◆ **DO THIS**: In two sentences, summarize the passage on how a decision tree predicts a link.

◆ **PASSAGE GIVEN**:
The output of that command can be seen in Figure 8-12:

Imagine that we’re using this decision tree to predict whether a pair of nodes with the following features are linked:

Table 8-12. An example of basic features
commonAuthors	prefAttachment	totalNeighbours
10	12	5

Our random forest walks through several steps to create a prediction:

Start from Node ID 0, where we have more than 1.5 commonAuthors, so we follow the False branch down to Node ID 2.
We have more than 2.5 for commonAuthors, so we follow the False branch to Node ID 6.
We have less than 15.5 for prefAttachment, which takes us to Node ID 9.
Node ID 9 is a leaf node in this decision tree, which means that we don’t have to check any more conditions - the value of Prediction (i.e. True) on this node is the decision tree’s prediction.
Finally the random forest evaluates the item being predicted against a collection of these decisions trees and makes its prediction based on the most popular outcome.

Now let’s look at adding more graph features.

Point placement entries
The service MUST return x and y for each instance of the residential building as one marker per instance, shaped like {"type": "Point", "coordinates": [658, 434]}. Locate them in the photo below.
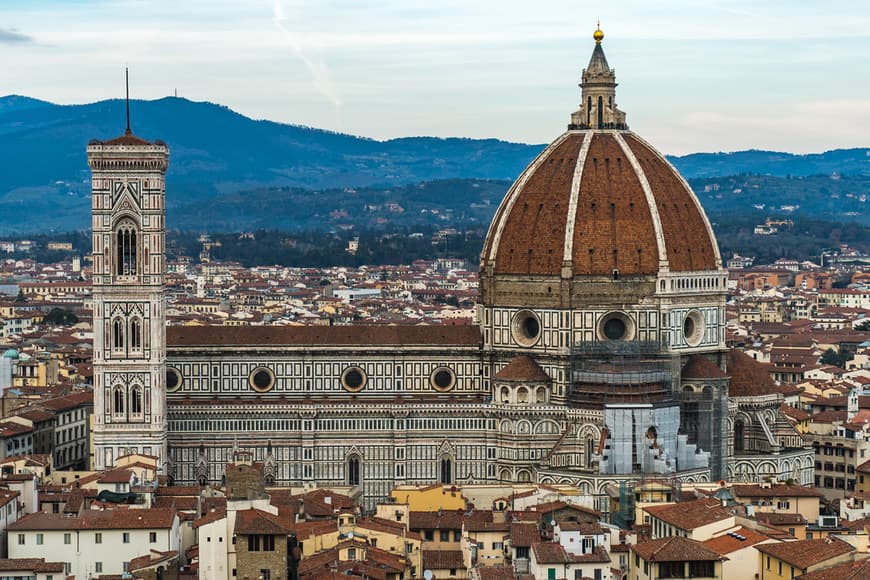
{"type": "Point", "coordinates": [787, 560]}
{"type": "Point", "coordinates": [95, 542]}
{"type": "Point", "coordinates": [675, 557]}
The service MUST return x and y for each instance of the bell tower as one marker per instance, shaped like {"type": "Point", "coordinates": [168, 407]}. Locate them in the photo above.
{"type": "Point", "coordinates": [129, 240]}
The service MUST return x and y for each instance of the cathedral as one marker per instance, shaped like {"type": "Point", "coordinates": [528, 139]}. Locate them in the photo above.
{"type": "Point", "coordinates": [598, 355]}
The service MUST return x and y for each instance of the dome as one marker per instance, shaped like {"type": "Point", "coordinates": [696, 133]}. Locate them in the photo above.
{"type": "Point", "coordinates": [599, 200]}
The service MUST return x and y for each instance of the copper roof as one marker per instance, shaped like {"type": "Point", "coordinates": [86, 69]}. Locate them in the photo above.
{"type": "Point", "coordinates": [523, 368]}
{"type": "Point", "coordinates": [128, 139]}
{"type": "Point", "coordinates": [603, 176]}
{"type": "Point", "coordinates": [354, 335]}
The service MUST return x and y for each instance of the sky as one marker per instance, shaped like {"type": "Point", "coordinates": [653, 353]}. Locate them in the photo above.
{"type": "Point", "coordinates": [694, 75]}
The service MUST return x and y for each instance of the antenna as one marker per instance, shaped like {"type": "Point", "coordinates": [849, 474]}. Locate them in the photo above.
{"type": "Point", "coordinates": [127, 79]}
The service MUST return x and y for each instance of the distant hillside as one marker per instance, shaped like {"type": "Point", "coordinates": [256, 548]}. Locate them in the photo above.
{"type": "Point", "coordinates": [256, 173]}
{"type": "Point", "coordinates": [841, 161]}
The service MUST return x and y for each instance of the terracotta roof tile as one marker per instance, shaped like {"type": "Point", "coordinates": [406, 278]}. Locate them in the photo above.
{"type": "Point", "coordinates": [727, 543]}
{"type": "Point", "coordinates": [442, 559]}
{"type": "Point", "coordinates": [805, 553]}
{"type": "Point", "coordinates": [748, 377]}
{"type": "Point", "coordinates": [778, 490]}
{"type": "Point", "coordinates": [117, 519]}
{"type": "Point", "coordinates": [859, 570]}
{"type": "Point", "coordinates": [523, 368]}
{"type": "Point", "coordinates": [675, 549]}
{"type": "Point", "coordinates": [254, 521]}
{"type": "Point", "coordinates": [700, 367]}
{"type": "Point", "coordinates": [691, 514]}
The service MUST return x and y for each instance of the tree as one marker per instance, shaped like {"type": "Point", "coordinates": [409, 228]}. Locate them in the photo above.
{"type": "Point", "coordinates": [60, 317]}
{"type": "Point", "coordinates": [832, 357]}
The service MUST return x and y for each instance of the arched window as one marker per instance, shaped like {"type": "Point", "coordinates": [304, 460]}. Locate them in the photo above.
{"type": "Point", "coordinates": [446, 470]}
{"type": "Point", "coordinates": [118, 400]}
{"type": "Point", "coordinates": [135, 334]}
{"type": "Point", "coordinates": [739, 433]}
{"type": "Point", "coordinates": [118, 334]}
{"type": "Point", "coordinates": [600, 112]}
{"type": "Point", "coordinates": [136, 400]}
{"type": "Point", "coordinates": [353, 470]}
{"type": "Point", "coordinates": [125, 248]}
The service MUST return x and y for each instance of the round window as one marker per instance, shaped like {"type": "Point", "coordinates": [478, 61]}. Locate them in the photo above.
{"type": "Point", "coordinates": [173, 379]}
{"type": "Point", "coordinates": [615, 326]}
{"type": "Point", "coordinates": [442, 379]}
{"type": "Point", "coordinates": [526, 328]}
{"type": "Point", "coordinates": [261, 379]}
{"type": "Point", "coordinates": [353, 379]}
{"type": "Point", "coordinates": [693, 328]}
{"type": "Point", "coordinates": [614, 329]}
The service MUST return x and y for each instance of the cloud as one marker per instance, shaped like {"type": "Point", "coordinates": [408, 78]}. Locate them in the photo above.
{"type": "Point", "coordinates": [319, 72]}
{"type": "Point", "coordinates": [12, 36]}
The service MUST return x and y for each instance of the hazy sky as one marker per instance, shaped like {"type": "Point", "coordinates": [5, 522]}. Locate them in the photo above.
{"type": "Point", "coordinates": [700, 75]}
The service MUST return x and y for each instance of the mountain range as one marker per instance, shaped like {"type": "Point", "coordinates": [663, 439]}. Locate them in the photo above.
{"type": "Point", "coordinates": [218, 154]}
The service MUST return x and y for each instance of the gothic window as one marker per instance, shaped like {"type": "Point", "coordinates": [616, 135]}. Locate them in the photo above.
{"type": "Point", "coordinates": [600, 112]}
{"type": "Point", "coordinates": [446, 470]}
{"type": "Point", "coordinates": [739, 434]}
{"type": "Point", "coordinates": [590, 449]}
{"type": "Point", "coordinates": [125, 248]}
{"type": "Point", "coordinates": [136, 401]}
{"type": "Point", "coordinates": [135, 334]}
{"type": "Point", "coordinates": [118, 401]}
{"type": "Point", "coordinates": [118, 334]}
{"type": "Point", "coordinates": [353, 471]}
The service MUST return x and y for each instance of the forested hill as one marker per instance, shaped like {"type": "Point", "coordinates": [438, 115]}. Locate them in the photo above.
{"type": "Point", "coordinates": [245, 171]}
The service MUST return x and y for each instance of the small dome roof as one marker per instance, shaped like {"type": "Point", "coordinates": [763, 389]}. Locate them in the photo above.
{"type": "Point", "coordinates": [522, 368]}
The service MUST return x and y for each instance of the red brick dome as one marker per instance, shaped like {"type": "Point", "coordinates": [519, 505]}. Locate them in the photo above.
{"type": "Point", "coordinates": [599, 201]}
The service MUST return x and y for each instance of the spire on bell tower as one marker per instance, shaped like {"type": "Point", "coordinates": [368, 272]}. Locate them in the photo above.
{"type": "Point", "coordinates": [127, 82]}
{"type": "Point", "coordinates": [598, 108]}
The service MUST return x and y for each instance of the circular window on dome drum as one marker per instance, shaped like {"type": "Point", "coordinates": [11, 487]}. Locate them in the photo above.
{"type": "Point", "coordinates": [615, 326]}
{"type": "Point", "coordinates": [174, 380]}
{"type": "Point", "coordinates": [443, 379]}
{"type": "Point", "coordinates": [526, 328]}
{"type": "Point", "coordinates": [693, 328]}
{"type": "Point", "coordinates": [353, 379]}
{"type": "Point", "coordinates": [262, 379]}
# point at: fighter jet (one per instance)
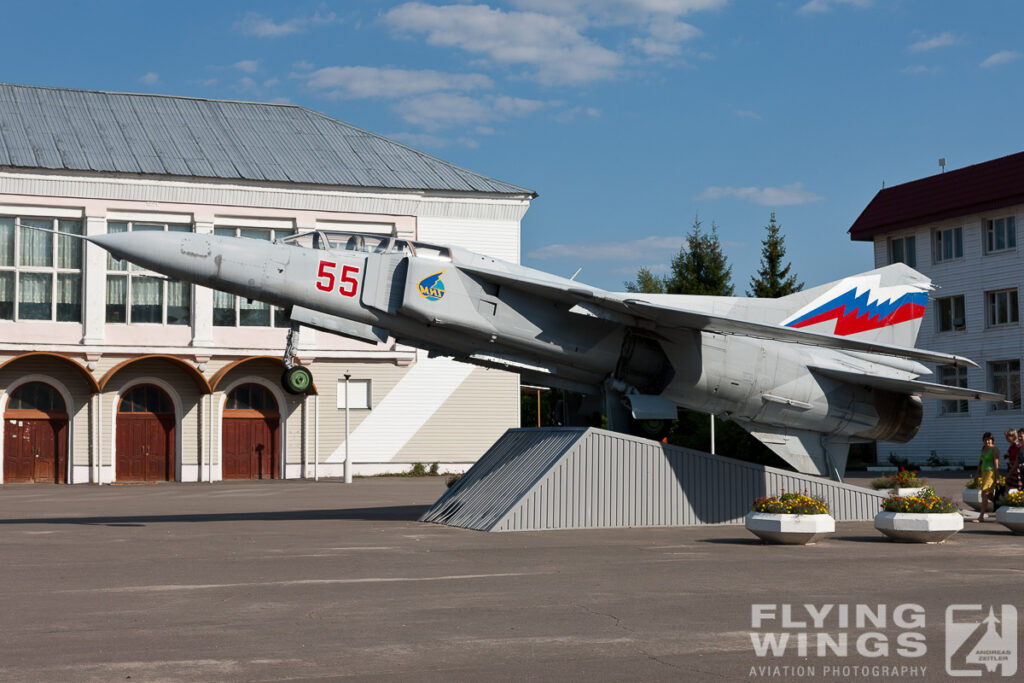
(807, 374)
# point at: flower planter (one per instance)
(972, 498)
(790, 529)
(919, 526)
(907, 493)
(1012, 518)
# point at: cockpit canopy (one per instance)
(369, 244)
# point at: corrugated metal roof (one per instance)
(555, 478)
(986, 186)
(84, 130)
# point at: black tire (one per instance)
(652, 429)
(297, 380)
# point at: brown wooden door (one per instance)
(35, 451)
(250, 449)
(145, 447)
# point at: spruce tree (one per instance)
(700, 266)
(773, 280)
(646, 283)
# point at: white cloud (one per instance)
(818, 6)
(1000, 57)
(650, 248)
(551, 45)
(442, 110)
(357, 82)
(942, 40)
(247, 66)
(791, 195)
(254, 24)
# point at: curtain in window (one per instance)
(178, 300)
(255, 314)
(36, 247)
(113, 263)
(117, 292)
(7, 296)
(70, 249)
(146, 299)
(35, 296)
(223, 309)
(70, 297)
(6, 241)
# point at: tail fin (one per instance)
(884, 305)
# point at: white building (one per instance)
(110, 374)
(960, 228)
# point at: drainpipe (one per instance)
(348, 462)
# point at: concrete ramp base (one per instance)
(573, 477)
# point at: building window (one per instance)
(136, 295)
(358, 397)
(1000, 235)
(948, 244)
(1001, 307)
(952, 376)
(231, 311)
(1005, 378)
(903, 250)
(40, 272)
(950, 313)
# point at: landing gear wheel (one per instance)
(652, 429)
(297, 380)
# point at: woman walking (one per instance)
(988, 467)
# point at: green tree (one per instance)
(700, 266)
(773, 280)
(646, 283)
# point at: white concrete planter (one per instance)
(1012, 518)
(790, 529)
(972, 499)
(919, 526)
(905, 493)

◆ **EXERCISE OUTPUT**: For a node pair with 10 commonAuthors, 12 prefAttachment, and 5 totalNeighbours, the tree follows False branches from Node ID 0 to Node ID 2 and then to Node ID 6, and because prefAttachment is below 15.5 it reaches leaf Node ID 9, whose Prediction value of True becomes that tree's prediction. The random forest then runs the item through a collection of such decision trees and bases its prediction on the most popular outcome.